# TO DO
Change every "Ground" in the lines below to "Locate", keeping everything else the same, and leave the pictures out of your answer.

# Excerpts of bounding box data
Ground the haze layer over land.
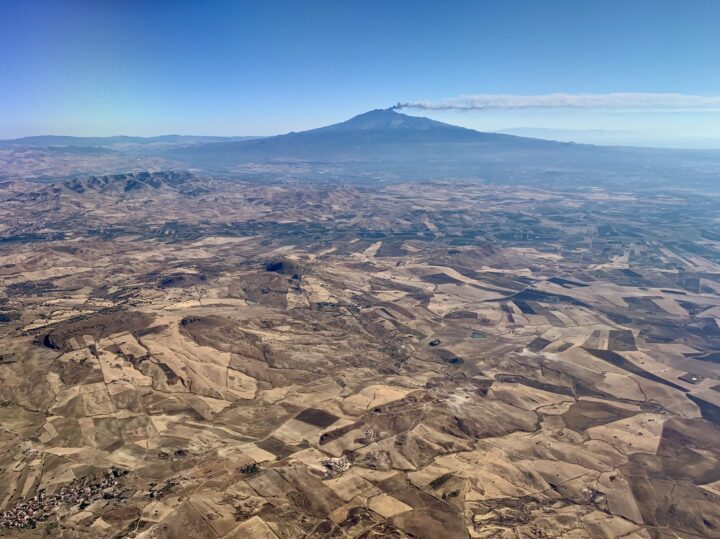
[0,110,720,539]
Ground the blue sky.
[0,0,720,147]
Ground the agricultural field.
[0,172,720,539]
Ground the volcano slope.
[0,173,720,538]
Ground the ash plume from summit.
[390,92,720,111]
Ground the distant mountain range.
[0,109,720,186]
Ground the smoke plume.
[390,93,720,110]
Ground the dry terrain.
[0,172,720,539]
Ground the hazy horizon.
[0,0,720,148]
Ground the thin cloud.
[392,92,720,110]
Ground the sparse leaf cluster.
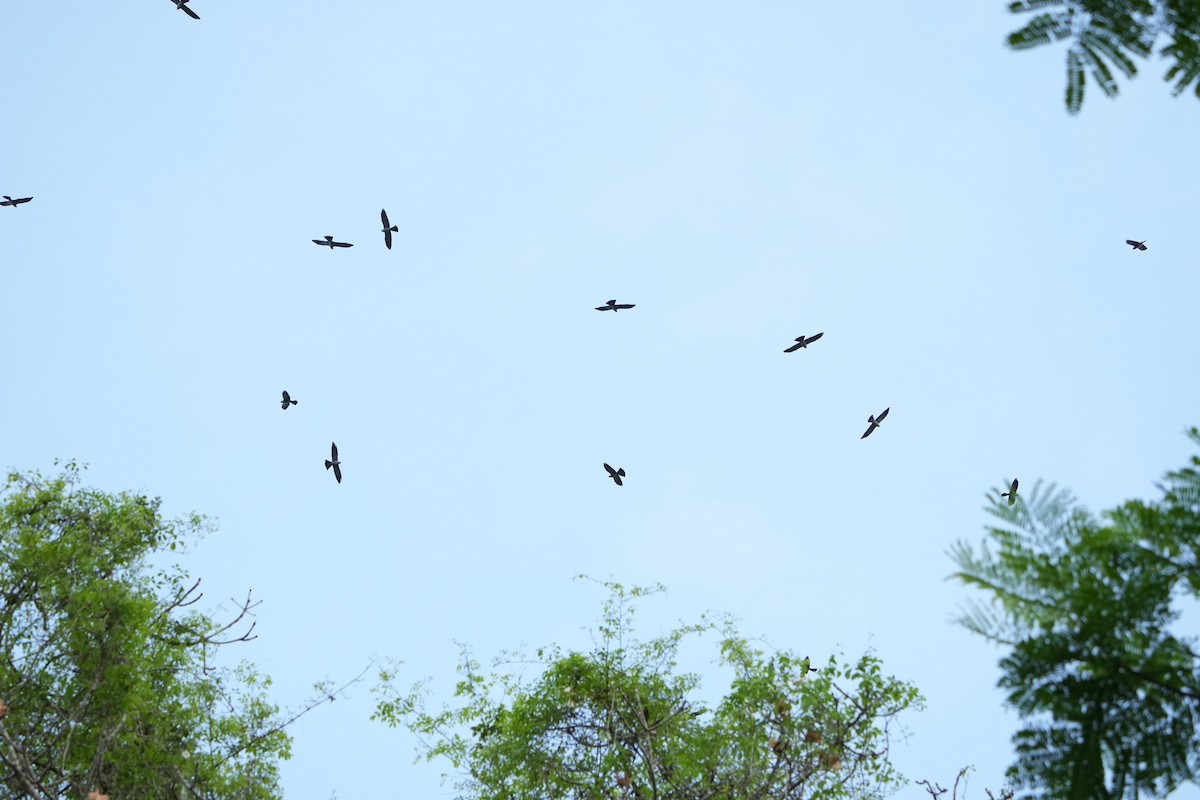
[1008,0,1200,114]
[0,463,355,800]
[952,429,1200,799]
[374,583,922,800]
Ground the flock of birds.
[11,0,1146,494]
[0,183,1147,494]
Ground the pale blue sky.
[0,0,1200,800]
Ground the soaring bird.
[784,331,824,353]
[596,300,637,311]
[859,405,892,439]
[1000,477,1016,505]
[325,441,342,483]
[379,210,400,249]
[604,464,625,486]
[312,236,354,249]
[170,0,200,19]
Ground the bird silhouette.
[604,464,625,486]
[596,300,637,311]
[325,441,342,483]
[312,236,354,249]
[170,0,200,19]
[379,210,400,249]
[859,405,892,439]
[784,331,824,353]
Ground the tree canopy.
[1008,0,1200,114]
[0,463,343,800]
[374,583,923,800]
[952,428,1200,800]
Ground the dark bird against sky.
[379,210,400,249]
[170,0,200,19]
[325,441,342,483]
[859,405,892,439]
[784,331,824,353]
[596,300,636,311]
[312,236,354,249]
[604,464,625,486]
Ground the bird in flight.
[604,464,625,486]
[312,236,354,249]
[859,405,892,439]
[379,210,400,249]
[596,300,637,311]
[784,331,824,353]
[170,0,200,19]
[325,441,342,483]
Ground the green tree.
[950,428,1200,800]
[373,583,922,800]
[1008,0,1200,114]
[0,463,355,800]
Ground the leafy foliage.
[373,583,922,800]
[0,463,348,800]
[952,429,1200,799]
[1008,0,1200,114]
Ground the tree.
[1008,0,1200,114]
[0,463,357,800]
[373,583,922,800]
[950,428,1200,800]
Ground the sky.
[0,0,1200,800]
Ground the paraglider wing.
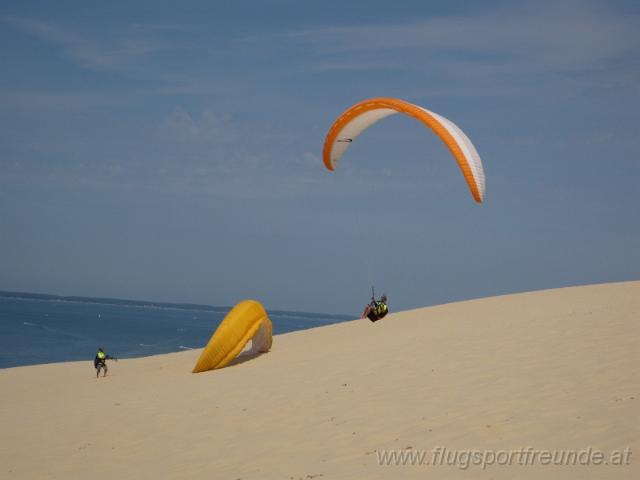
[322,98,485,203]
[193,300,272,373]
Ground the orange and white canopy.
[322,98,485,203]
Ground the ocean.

# OUTPUT
Locate the haze layer over land.
[0,110,720,539]
Locate the blue sky.
[0,0,720,147]
Locate the agricultural field.
[0,172,720,539]
Locate the volcano slope.
[0,173,720,538]
Locate the ash plume from summit.
[390,92,720,111]
Locate the distant mountain range.
[0,109,720,186]
Locate the smoke plume.
[390,93,720,110]
Locate the dry terrain.
[0,172,720,539]
Locate the hazy horizon.
[0,0,720,148]
Locate the thin cloud.
[392,92,720,110]
Locate the sparse leaf cluster.
[1008,0,1200,114]
[0,463,355,800]
[952,429,1200,799]
[374,583,922,800]
Locate the flock of birds.
[11,0,1146,494]
[0,183,1147,494]
Locate the pale blue sky.
[0,0,1200,800]
Locate the soaring bird.
[784,331,824,353]
[596,300,637,311]
[859,405,892,439]
[1000,477,1016,505]
[325,441,342,483]
[379,210,400,249]
[604,464,625,486]
[312,236,354,249]
[170,0,200,19]
Locate the bird silhouette.
[604,464,625,486]
[596,300,637,311]
[325,441,342,483]
[312,236,354,249]
[170,0,200,19]
[379,210,400,249]
[859,405,892,439]
[784,331,824,353]
Locate the tree canopy.
[1008,0,1200,114]
[0,463,343,800]
[374,583,923,800]
[952,428,1200,800]
Locate the dark bird against sky.
[379,210,400,249]
[170,0,200,19]
[325,441,342,483]
[859,405,892,439]
[784,331,824,353]
[596,300,636,311]
[312,236,354,249]
[604,464,625,486]
Locate the bird in flight.
[604,464,625,486]
[312,236,354,249]
[859,405,892,439]
[379,210,400,249]
[596,300,637,311]
[784,331,824,353]
[170,0,200,19]
[325,441,342,483]
Locate the green tree.
[950,428,1200,800]
[373,583,922,800]
[1008,0,1200,114]
[0,463,355,800]
Locate the leafy foliage.
[373,583,922,800]
[0,463,348,800]
[952,429,1200,799]
[1008,0,1200,114]
Locate the tree.
[1008,0,1200,114]
[0,463,357,800]
[373,583,922,800]
[950,428,1200,800]
Locate the sky.
[0,0,1200,800]
Locate the paraglider wing.
[322,98,485,203]
[193,300,272,373]
Locate the orange and white canopy.
[322,98,485,203]
Locate the ocean.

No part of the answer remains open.